:: Исходный фрагмент

Показателен пример из "Песни о Хельги, сыне Хьерварда":
Хьервард сказал, что даст Хельги воинов, если тот хочет отомстить за деда. Тогда Хельги добыл меч, на который указала ему Свава. Они поехали с Атли, убили Хродмара и совершили много подвигов. Хельги убил великана Хати, который сидел на некоей горе. Они стояли на якоре в Хатафьорде. Атли был на страже первую половину ночи.
Даже нейтральное Þa fόr hann... – Тогда поехали они... как можно заметить, в подавляющем большинстве случаев спустя несколько строк расшифровывается: оказывается все-таки герои lágu skipum – "лежали кораблем".
Хельги сказал:
"Велите скорей
идти к кораблям,
чтобы отплыть
от острова Брандей!"
Там поджидал
конунг прибытья
рати несметной
с острова Хединсей.
От тех берегов,
от мыса Ставнснес,
вышли ладьи его,
золотом убраны;
Хельги тогда
спросил у Хьерлейва;
"Видел ли ты
властителя дерзкого?"
Ответил ему
юноша конунг,
что их и не счесть –
у мыса Трёнойер –
драконоголовых
ладей с дружиной,
что выплывали
из Эрвасунда.
(Первая Песнь о Хельги убийце Хундинга, 23-25)
Походы совершаются и по суше, однако это вполне объяснимо, ибо, коль скоро скандинавы жили не только на побережье, поход мог быть и не обязательно морским, что не меняло его сущности:
В кольчугах воины
ночью поехали,
под ущербной луной
щиты их блестели.
С седел сойдя
у двери жилища,
внутрь проникли,
прошли по дому.
(Песнь о Велунде, 6-7)

::::
:: Блок данных

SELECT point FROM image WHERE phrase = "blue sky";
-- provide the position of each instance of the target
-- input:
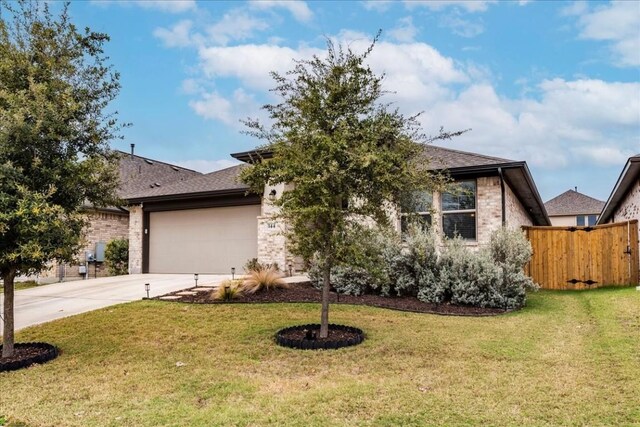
(556, 84)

::::

# Задание
Кто, согласно фрагменту о походах героев в песнях Эдды, был на страже первую половину ночи, когда корабли стояли на якоре в Хатафьорде?

# Ответ на задание
Первую половину ночи на страже был Атли.